═════ EXTRAIT PROPOSÉ

L’Autorité propose donc, pour renforcer la concurrence et faire baisser les prix, de mettre fin à ces réglementations des prix et des marges et de privilégier une action sur les structures de marché, en instaurant trois dispositifs complémentaires :
> un dispositif de contrôle des concentrations pour prévenir de futurs rachats entre concurrents. Ce dispositif, qui devrait s’appliquer à tous les secteurs d’activités, est essentiel compte tenu du niveau élevé de concentration de plusieurs secteurs économiques de l’île (dont la grande distribution est emblématique).
> un dispositif prévisible et transparent de contrôle des ouvertures de surface exclusivement fondé sur la mesure des parts de marché des concurrents déjà présents et souhaitant ouvrir un nouveau magasin (« test de concurrence »). En effet, il convient de faciliter l’implantation de nouveaux acteurs ;
> un dispositif d’injonction structurelle, dans l’esprit du projet de loi relatif à la régulation économique outre mer adopté par le Sénat en première lecture et en cours d’examen à l’Assemblée Nationale, permettant d’ordonner la cession d’actifs à une entreprise ou un groupe d’entreprises en position dominante et dont les prix ou les marges sont élevés en comparaison des moyennes du secteur.
Enfin, face à des activités industrielles ou agricoles concentrées et/ou relativement protégées de la concurrence étrangère, l’Autorité préconise d’alléger le cadre juridique des négociations commerciales et de permettre aux enseignes de la distribution de rétrocéder aux consommateurs toutes les remises qui leur sont octroyées par les fabricants.
Créer une autorité de concurrence indépendante, chargée du contrôle des pratiques anticoncurrentielles et du contrôle des concentrations
Depuis l’entrée en vigueur de la loi organique du 19 mars 1999, la Nouvelle-Calédonie dispose de la compétence en matière de droit de la concurrence. Cependant, le dispositif juridique et pratique pour lutter contre les pratiques anticoncurrentielles est insuffisant.

══════════
═════ DONNÉES FOURNIES

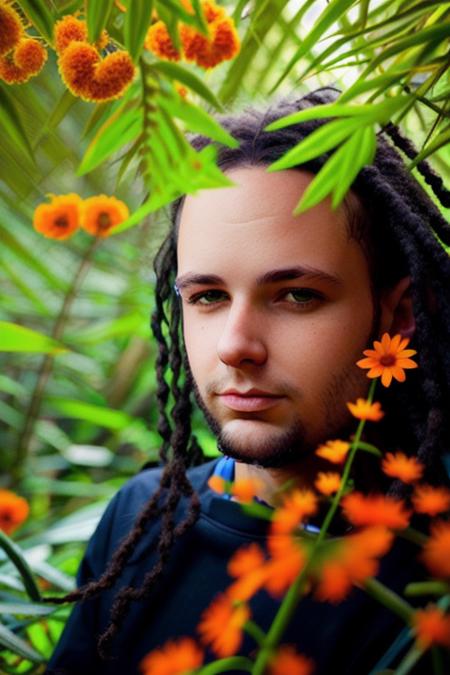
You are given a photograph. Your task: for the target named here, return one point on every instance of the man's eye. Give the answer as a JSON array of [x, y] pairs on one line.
[[207, 297]]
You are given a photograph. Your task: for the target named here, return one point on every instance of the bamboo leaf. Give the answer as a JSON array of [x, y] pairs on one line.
[[15, 338], [98, 12], [40, 16], [12, 124], [11, 641], [137, 21], [188, 78]]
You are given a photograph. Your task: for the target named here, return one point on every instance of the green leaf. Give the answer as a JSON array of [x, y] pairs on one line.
[[17, 558], [12, 124], [40, 16], [11, 641], [137, 22], [120, 128], [176, 72], [15, 338], [98, 12], [99, 415]]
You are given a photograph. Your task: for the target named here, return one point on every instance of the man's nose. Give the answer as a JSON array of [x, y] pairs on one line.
[[242, 339]]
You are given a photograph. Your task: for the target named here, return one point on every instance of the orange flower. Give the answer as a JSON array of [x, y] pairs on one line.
[[245, 489], [328, 482], [363, 410], [11, 29], [26, 60], [398, 465], [295, 508], [354, 560], [92, 78], [13, 511], [159, 42], [432, 627], [436, 551], [217, 484], [368, 510], [287, 661], [431, 500], [221, 625], [101, 214], [174, 658], [59, 219], [334, 451], [389, 358]]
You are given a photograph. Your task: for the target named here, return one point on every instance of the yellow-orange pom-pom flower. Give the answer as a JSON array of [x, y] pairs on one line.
[[221, 625], [334, 451], [399, 465], [287, 661], [101, 214], [364, 410], [327, 482], [369, 510], [432, 627], [389, 358], [436, 551], [11, 29], [431, 500], [92, 78], [59, 219], [175, 657], [13, 511]]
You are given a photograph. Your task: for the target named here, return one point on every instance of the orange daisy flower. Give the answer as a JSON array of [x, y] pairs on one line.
[[174, 658], [334, 451], [432, 627], [327, 483], [389, 358], [59, 219], [296, 506], [13, 511], [431, 500], [217, 484], [369, 510], [101, 214], [287, 661], [221, 625], [436, 551], [399, 465], [363, 410], [11, 29], [92, 78], [355, 559]]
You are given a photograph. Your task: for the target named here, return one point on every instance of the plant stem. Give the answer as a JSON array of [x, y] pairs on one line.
[[46, 367]]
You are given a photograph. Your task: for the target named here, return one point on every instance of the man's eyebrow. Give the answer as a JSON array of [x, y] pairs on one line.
[[285, 274]]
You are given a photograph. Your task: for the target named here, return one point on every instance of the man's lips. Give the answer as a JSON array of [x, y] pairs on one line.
[[253, 400]]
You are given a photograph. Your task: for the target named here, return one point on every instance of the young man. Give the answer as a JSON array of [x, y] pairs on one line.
[[275, 310]]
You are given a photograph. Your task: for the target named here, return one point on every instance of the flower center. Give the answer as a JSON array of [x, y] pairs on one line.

══════════

◆ **ÉNONCÉ DU PROBLÈME**
Reproduisez en entier, sans aucune modification, l’extrait sur la concurrence en Nouvelle-Calédonie.

◆ **SOLUTION DU PROBLÈME**
L’Autorité propose donc, pour renforcer la concurrence et faire baisser les prix, de mettre fin à ces réglementations des prix et des marges et de privilégier une action sur les structures de marché, en instaurant trois dispositifs complémentaires :
> un dispositif de contrôle des concentrations pour prévenir de futurs rachats entre concurrents. Ce dispositif, qui devrait s’appliquer à tous les secteurs d’activités, est essentiel compte tenu du niveau élevé de concentration de plusieurs secteurs économiques de l’île (dont la grande distribution est emblématique).
> un dispositif prévisible et transparent de contrôle des ouvertures de surface exclusivement fondé sur la mesure des parts de marché des concurrents déjà présents et souhaitant ouvrir un nouveau magasin (« test de concurrence »). En effet, il convient de faciliter l’implantation de nouveaux acteurs ;
> un dispositif d’injonction structurelle, dans l’esprit du projet de loi relatif à la régulation économique outre mer adopté par le Sénat en première lecture et en cours d’examen à l’Assemblée Nationale, permettant d’ordonner la cession d’actifs à une entreprise ou un groupe d’entreprises en position dominante et dont les prix ou les marges sont élevés en comparaison des moyennes du secteur.
Enfin, face à des activités industrielles ou agricoles concentrées et/ou relativement protégées de la concurrence étrangère, l’Autorité préconise d’alléger le cadre juridique des négociations commerciales et de permettre aux enseignes de la distribution de rétrocéder aux consommateurs toutes les remises qui leur sont octroyées par les fabricants.
Créer une autorité de concurrence indépendante, chargée du contrôle des pratiques anticoncurrentielles et du contrôle des concentrations
Depuis l’entrée en vigueur de la loi organique du 19 mars 1999, la Nouvelle-Calédonie dispose de la compétence en matière de droit de la concurrence. Cependant, le dispositif juridique et pratique pour lutter contre les pratiques anticoncurrentielles est insuffisant.